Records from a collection
■ ■ ■ ■

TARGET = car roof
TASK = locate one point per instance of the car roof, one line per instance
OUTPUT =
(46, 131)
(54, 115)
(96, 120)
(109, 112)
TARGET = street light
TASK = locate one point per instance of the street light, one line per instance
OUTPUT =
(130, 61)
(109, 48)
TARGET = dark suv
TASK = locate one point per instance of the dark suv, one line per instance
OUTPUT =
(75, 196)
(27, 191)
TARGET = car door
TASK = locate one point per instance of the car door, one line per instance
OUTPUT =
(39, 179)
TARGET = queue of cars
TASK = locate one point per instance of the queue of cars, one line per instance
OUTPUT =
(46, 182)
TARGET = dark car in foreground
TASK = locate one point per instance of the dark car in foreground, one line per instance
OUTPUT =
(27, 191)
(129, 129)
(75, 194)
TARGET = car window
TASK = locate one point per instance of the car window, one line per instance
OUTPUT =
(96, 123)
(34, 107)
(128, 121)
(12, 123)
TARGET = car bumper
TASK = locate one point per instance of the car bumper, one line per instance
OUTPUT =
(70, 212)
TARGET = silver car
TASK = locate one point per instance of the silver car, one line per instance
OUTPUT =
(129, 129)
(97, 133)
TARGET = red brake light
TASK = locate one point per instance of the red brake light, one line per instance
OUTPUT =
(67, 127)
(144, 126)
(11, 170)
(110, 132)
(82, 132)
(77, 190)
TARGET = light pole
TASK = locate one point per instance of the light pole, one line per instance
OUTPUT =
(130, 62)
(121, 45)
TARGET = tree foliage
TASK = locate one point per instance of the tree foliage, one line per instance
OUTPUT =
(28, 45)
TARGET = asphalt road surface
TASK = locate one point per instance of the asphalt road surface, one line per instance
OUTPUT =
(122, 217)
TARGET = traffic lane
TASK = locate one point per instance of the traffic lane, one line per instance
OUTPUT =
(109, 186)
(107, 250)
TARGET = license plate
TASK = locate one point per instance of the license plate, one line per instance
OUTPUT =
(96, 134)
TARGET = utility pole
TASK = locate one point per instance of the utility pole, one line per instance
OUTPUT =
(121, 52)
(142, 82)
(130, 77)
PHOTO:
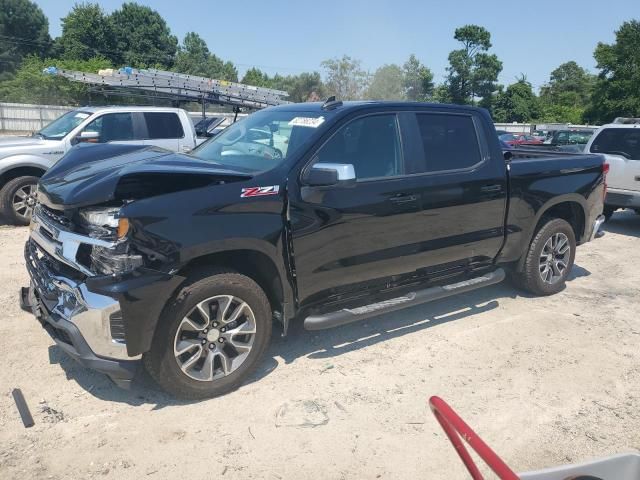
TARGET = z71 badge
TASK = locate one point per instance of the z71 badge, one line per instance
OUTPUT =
(260, 191)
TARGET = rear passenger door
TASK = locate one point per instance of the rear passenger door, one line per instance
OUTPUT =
(461, 189)
(164, 129)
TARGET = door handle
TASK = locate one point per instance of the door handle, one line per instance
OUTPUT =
(491, 188)
(402, 198)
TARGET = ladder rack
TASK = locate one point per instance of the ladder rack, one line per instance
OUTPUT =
(180, 87)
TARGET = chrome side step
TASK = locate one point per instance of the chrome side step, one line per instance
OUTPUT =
(348, 315)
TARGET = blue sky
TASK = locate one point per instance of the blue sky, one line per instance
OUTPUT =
(296, 35)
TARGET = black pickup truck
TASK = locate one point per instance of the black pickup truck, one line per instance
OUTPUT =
(323, 213)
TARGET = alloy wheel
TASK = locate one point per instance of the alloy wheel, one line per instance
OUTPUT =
(215, 338)
(554, 258)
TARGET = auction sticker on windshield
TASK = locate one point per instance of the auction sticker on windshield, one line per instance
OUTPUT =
(313, 122)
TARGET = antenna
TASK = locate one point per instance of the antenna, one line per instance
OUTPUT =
(331, 103)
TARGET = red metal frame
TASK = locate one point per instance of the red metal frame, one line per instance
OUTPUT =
(454, 426)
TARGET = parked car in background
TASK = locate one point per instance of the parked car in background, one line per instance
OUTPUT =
(619, 142)
(519, 139)
(570, 137)
(24, 159)
(182, 262)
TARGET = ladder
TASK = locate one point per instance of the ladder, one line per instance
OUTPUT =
(179, 86)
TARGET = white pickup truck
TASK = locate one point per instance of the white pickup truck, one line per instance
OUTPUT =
(619, 142)
(24, 159)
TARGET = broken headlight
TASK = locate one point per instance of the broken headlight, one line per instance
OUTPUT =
(107, 261)
(105, 223)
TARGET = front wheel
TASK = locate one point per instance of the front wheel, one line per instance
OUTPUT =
(211, 336)
(17, 199)
(548, 260)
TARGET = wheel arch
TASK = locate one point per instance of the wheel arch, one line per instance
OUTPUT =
(254, 264)
(571, 208)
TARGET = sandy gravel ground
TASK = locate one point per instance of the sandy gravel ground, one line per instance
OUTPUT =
(545, 381)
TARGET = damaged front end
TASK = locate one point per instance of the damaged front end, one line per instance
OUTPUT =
(90, 288)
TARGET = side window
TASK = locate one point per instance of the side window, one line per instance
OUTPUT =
(449, 142)
(371, 144)
(163, 125)
(618, 141)
(112, 127)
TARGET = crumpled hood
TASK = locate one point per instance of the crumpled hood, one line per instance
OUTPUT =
(96, 174)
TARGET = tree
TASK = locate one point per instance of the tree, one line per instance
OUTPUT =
(257, 78)
(472, 72)
(87, 32)
(517, 103)
(345, 77)
(305, 87)
(418, 81)
(617, 90)
(143, 37)
(387, 84)
(24, 30)
(30, 85)
(194, 58)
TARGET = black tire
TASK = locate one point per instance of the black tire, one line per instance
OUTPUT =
(160, 361)
(530, 278)
(9, 192)
(608, 212)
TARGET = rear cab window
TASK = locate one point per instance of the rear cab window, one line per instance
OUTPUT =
(448, 142)
(618, 141)
(161, 125)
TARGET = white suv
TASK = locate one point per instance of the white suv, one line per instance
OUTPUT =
(619, 142)
(24, 159)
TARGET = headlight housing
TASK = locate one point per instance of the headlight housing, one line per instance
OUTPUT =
(105, 223)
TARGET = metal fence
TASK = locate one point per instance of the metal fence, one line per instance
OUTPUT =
(18, 118)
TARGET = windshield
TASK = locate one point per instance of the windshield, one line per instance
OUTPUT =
(260, 141)
(60, 127)
(618, 141)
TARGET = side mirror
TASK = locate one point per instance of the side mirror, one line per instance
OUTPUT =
(327, 174)
(88, 136)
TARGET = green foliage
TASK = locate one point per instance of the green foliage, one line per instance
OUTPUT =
(24, 30)
(87, 32)
(418, 81)
(143, 38)
(387, 84)
(517, 103)
(345, 78)
(617, 90)
(30, 85)
(472, 72)
(305, 87)
(194, 58)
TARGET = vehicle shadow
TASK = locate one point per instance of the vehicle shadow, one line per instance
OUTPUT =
(318, 345)
(626, 222)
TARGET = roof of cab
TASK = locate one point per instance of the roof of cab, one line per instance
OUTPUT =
(363, 104)
(127, 108)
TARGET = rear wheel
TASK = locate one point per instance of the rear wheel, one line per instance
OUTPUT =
(17, 199)
(211, 337)
(549, 259)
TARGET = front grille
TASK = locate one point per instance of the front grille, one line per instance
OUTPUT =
(57, 216)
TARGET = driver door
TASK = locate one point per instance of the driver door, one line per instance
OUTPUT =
(347, 239)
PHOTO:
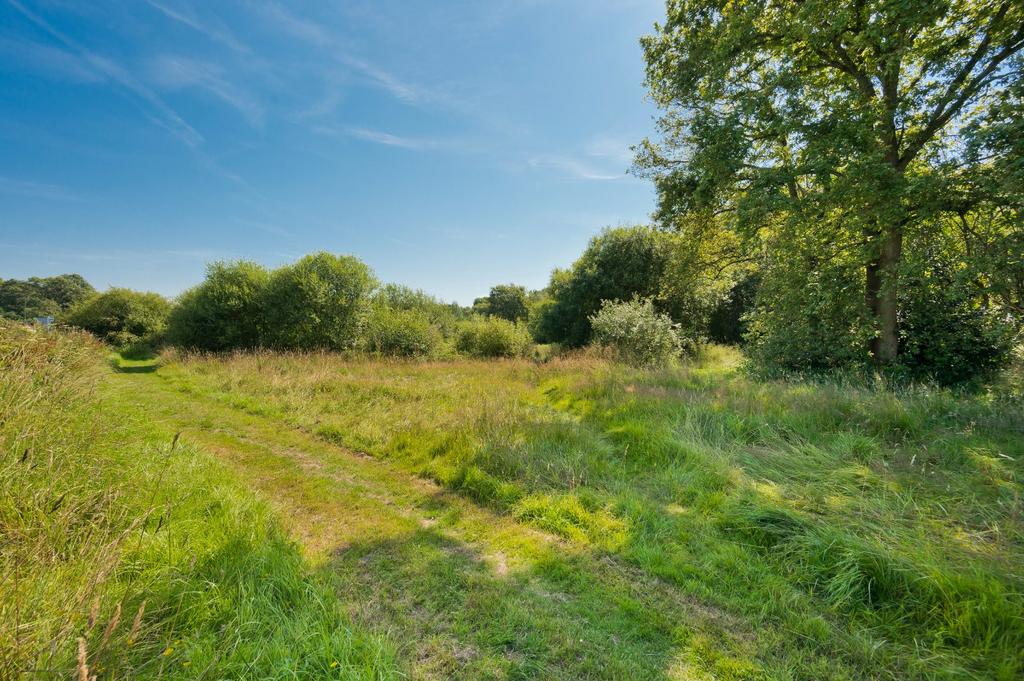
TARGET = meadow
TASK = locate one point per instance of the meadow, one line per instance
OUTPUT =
(323, 515)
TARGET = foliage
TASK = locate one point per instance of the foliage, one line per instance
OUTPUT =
(636, 333)
(729, 320)
(42, 296)
(225, 311)
(617, 264)
(493, 337)
(121, 316)
(318, 302)
(397, 332)
(442, 315)
(841, 134)
(948, 334)
(507, 301)
(810, 316)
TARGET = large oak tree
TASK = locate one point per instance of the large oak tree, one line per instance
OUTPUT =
(841, 124)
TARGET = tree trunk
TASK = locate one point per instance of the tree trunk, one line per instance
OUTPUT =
(881, 294)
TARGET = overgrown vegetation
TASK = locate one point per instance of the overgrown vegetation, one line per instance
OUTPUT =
(636, 334)
(128, 552)
(864, 160)
(853, 531)
(122, 317)
(47, 296)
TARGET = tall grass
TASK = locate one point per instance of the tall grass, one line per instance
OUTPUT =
(878, 526)
(126, 552)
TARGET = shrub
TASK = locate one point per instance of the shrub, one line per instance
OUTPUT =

■ ■ ■ ■

■ Brief ■
Some lines above hold the word "sandy". Copy all of them.

■ Result below ■
TARGET = sandy gravel ground
TASK = locate one point per instance of the sandy gravel ground, one line per instance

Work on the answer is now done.